Supplied information.
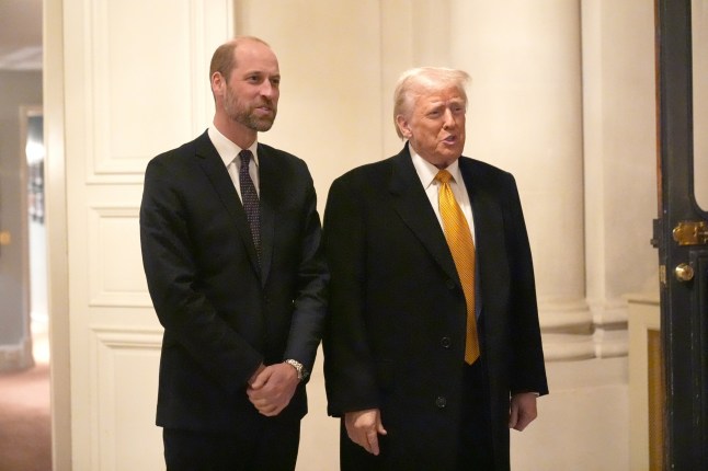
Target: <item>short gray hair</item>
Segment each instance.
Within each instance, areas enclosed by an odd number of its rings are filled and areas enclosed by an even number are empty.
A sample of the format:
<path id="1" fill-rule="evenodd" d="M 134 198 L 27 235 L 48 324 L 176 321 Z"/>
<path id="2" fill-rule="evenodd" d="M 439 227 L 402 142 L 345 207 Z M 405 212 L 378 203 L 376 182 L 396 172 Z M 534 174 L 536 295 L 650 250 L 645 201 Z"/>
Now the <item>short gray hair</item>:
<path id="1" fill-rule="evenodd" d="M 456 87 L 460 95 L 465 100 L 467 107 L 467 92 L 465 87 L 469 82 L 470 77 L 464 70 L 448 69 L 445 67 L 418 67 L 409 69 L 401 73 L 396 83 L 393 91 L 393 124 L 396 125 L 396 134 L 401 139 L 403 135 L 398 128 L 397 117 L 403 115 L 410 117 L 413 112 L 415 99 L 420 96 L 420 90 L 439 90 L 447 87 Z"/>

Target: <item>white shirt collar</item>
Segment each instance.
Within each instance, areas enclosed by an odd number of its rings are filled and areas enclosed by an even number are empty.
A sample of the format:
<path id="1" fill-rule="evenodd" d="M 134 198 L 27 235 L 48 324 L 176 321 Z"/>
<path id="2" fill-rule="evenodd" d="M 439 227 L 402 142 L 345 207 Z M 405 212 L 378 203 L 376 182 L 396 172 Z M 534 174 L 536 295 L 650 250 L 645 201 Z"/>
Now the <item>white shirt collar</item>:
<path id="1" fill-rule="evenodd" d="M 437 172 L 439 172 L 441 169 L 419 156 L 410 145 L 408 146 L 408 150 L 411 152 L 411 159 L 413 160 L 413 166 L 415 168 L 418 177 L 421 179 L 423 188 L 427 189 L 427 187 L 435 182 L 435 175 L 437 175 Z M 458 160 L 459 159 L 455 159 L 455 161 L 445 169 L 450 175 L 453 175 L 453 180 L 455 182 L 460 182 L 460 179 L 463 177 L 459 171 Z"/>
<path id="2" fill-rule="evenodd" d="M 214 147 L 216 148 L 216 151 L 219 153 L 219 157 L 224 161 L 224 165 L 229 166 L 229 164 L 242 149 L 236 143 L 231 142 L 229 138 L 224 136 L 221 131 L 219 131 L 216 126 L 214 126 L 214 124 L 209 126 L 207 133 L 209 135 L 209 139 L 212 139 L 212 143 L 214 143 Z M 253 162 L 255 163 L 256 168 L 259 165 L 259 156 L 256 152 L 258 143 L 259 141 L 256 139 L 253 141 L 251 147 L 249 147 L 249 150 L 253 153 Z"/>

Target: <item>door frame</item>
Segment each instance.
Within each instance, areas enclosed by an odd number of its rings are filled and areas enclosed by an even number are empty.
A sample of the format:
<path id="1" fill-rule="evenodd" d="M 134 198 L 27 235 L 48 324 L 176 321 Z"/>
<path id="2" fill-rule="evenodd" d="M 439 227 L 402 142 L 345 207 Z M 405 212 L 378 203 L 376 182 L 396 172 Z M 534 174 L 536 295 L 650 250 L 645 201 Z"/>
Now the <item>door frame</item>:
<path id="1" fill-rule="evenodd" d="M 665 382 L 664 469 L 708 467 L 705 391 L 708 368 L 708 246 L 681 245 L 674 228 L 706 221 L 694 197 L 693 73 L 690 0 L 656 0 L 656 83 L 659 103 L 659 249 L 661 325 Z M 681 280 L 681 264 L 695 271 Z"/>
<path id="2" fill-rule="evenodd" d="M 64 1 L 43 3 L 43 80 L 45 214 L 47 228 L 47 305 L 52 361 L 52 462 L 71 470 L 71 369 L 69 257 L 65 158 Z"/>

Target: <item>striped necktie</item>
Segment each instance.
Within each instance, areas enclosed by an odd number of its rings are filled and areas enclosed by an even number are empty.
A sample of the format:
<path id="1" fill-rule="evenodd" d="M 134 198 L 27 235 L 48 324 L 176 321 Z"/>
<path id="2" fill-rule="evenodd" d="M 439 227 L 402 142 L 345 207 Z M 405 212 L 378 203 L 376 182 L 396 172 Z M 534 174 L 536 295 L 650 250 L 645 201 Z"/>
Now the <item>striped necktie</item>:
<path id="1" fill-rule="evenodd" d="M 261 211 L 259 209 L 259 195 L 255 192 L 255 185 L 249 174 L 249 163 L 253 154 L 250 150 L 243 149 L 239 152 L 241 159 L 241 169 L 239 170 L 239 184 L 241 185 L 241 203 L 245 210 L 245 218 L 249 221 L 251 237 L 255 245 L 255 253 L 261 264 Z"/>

Task instructions.
Could you recast everything from the line containing "Target: <item>striped necktie</item>" down to the end of the records as a numbered list, leaving out any blank lines?

Written response.
1. Target: <item>striped necktie</item>
2. Segment each instance.
3. Within each instance, areas enclosed by an odd number of its rings are filled and areas enclosed by an even number are empty.
4. A sample of the format:
5. <path id="1" fill-rule="evenodd" d="M 134 198 L 27 235 L 48 324 L 176 321 Z"/>
6. <path id="2" fill-rule="evenodd" d="M 439 227 L 402 142 L 345 207 Z M 405 212 L 378 203 L 376 182 L 396 172 Z M 534 174 L 536 295 L 650 250 L 645 201 Z"/>
7. Now the <item>striped necktie</item>:
8. <path id="1" fill-rule="evenodd" d="M 261 211 L 259 209 L 259 195 L 255 192 L 255 185 L 249 174 L 249 163 L 253 154 L 250 150 L 243 149 L 239 152 L 241 159 L 241 169 L 239 170 L 239 184 L 241 185 L 241 203 L 245 210 L 245 218 L 249 221 L 251 237 L 255 245 L 255 253 L 261 264 Z"/>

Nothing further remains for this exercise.